───── Rows ─────
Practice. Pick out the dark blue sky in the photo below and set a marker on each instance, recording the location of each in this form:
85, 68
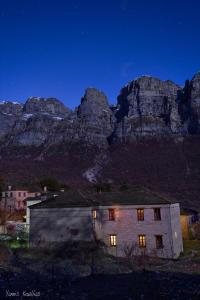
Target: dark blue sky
58, 48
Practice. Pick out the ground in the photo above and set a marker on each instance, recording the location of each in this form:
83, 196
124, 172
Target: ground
59, 274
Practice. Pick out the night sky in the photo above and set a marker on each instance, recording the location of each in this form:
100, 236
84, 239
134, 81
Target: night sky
59, 48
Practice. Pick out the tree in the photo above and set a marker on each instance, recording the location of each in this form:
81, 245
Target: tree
51, 183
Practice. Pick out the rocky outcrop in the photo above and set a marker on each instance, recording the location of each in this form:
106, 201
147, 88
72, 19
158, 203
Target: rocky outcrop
146, 106
11, 108
9, 113
45, 105
95, 117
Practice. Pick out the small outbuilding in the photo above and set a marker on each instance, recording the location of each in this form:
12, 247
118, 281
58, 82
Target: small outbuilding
139, 220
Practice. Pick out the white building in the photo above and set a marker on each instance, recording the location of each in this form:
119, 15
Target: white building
139, 219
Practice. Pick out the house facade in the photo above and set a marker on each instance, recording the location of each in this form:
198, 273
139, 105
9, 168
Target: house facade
13, 198
126, 223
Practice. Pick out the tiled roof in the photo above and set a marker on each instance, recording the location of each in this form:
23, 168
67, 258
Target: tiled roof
83, 199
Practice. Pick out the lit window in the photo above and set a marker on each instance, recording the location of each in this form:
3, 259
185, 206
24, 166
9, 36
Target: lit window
111, 212
113, 240
142, 240
159, 242
140, 214
94, 214
157, 214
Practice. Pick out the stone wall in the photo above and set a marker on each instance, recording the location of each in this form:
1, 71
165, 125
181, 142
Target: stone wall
57, 225
65, 224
─────
Find the line containing "Practice. Pick out the rocky". Reproduce it exactly, along with every line after it through the last.

Practice. Pick out the rocky outcrop in the photo above and set a marker on each instance, recording the location of each in this form:
106, 201
147, 88
72, 19
158, 203
Target: rocky outcrop
146, 106
11, 108
9, 113
45, 105
95, 117
Practice. Pick out the small outbuilding in the photo above and set a marker on each instance, recording the location of each in this form:
12, 247
118, 281
58, 82
Target: small outbuilding
139, 220
Practice. Pick out the white building in the photo above and set a marker on each instance, recording the location of each in this form:
119, 15
Target: white building
139, 219
Practice. Pick out the house facade in the photo above and set a marker on each instance, recording the location of each in this form:
198, 273
139, 105
9, 168
Target: house facade
13, 198
126, 223
Practice. Pick out the tiled roof in the photo above and set a marker on each instance, recording the location of each in this form:
23, 168
67, 258
Target: tiled roof
83, 199
Practice. Pick out the lit window in the photo above and set a marker on each instance, recording the location of each in this form:
3, 259
185, 206
24, 166
9, 36
Target: lit window
111, 212
113, 240
142, 240
159, 242
140, 214
94, 214
157, 214
Practice. Pick out the stone wall in the photo above and set a marker on each instance, recording the location of each in this form:
1, 71
165, 125
181, 142
Target: stone wall
57, 225
65, 224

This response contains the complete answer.